• [Passage provided]:
☆ ☆ ☆ ☆
Oracle SQL - Extract some words only from a column?

163 views Asked by At

I am working with Oracle SQL and I have a column with specific words that I want to extract. For example, I have:

MENACE DE MORT REITEREE EN RECIDIVE
VIOLENCES SUR CONJOINT

And I want to extract:

MENACE MORT
VIOLENCES CONJOINT

I've tried using regex_replace to replace specific words found in my list of words, but I have not been able to extract only the specific words. Is there a way to do this? I have about 50 specific words to extract.

Thank you in advance for your help!
☆ ☆ ☆ ☆
• [Data excerpts]:

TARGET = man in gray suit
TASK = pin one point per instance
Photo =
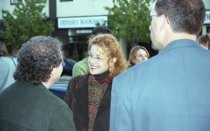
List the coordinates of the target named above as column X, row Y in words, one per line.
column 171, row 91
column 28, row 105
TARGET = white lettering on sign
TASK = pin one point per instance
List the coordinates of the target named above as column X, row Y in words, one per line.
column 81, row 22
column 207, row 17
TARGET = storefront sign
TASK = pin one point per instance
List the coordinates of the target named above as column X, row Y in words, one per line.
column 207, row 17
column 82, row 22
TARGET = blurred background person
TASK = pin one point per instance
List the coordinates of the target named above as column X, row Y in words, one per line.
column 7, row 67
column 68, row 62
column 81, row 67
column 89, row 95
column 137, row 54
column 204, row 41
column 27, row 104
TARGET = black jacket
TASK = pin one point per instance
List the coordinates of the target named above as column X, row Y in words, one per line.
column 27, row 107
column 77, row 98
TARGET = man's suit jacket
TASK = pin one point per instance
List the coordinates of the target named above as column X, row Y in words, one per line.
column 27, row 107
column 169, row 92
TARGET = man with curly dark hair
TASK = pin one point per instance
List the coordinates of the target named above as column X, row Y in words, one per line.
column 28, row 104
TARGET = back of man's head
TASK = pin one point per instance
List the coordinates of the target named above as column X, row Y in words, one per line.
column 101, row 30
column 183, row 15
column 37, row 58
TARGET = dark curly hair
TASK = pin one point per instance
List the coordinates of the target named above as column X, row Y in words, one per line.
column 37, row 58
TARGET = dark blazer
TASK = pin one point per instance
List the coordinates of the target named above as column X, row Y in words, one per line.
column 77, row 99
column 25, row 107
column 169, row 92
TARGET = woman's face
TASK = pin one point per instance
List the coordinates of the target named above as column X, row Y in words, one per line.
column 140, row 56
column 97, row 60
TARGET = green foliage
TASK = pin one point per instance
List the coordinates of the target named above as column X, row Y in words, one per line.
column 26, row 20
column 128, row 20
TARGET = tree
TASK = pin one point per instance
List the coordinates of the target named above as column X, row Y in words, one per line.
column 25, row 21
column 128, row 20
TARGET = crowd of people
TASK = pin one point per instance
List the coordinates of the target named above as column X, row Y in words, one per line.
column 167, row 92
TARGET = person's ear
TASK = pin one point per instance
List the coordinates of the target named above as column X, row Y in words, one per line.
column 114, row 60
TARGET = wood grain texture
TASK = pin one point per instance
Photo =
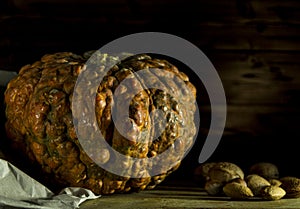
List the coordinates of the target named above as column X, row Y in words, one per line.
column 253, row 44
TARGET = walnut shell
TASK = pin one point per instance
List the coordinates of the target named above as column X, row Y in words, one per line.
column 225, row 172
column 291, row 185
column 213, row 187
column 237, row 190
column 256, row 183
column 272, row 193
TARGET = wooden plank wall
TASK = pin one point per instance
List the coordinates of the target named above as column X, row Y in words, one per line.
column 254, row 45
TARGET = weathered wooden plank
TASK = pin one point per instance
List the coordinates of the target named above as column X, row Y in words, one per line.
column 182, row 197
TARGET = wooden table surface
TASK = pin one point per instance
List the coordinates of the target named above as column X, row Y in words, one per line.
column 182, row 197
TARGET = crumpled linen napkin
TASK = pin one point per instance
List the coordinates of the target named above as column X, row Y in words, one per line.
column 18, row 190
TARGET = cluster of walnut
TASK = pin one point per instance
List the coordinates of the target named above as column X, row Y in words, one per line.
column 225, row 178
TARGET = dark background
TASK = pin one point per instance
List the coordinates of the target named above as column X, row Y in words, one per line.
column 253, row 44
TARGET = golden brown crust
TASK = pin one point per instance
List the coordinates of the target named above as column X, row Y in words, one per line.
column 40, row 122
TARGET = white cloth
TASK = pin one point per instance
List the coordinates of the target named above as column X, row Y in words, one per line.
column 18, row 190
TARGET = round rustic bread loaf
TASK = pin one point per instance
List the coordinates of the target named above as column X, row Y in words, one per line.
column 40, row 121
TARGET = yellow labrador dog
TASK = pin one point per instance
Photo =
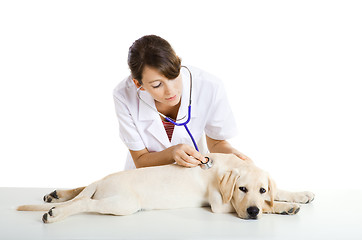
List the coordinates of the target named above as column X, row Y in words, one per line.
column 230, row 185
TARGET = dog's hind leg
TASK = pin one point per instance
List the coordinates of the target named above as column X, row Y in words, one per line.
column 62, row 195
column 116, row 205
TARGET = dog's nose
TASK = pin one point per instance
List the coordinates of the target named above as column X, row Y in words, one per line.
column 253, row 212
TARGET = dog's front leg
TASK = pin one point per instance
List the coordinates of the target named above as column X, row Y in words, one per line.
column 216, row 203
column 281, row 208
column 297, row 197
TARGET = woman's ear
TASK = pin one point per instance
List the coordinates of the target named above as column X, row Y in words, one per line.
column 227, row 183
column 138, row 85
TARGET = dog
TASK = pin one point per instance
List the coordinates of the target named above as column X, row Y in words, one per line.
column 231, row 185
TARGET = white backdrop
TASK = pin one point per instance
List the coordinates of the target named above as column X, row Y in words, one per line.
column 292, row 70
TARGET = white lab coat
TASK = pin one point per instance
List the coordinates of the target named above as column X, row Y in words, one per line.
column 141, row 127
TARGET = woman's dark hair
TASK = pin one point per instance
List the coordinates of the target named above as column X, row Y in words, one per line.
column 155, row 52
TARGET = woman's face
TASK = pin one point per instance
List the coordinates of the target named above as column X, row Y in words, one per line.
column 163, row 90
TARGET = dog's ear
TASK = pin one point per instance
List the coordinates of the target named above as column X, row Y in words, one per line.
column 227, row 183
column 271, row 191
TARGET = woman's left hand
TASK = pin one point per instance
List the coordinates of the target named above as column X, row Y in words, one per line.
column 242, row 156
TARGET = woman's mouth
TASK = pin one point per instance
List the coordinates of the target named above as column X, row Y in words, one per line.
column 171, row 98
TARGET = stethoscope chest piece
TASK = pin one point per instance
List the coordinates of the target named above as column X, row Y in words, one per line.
☆ ☆ ☆ ☆
• [Instructions to follow]: Return the passage of the Oracle SQL post starting at "I've tried using" and ending at "for your help!", copied word for word. The records have no connection to the Oracle SQL post.

• [Reply to the exercise]:
I've tried using regex_replace to replace specific words found in my list of words, but I have not been able to extract only the specific words. Is there a way to do this? I have about 50 specific words to extract.

Thank you in advance for your help!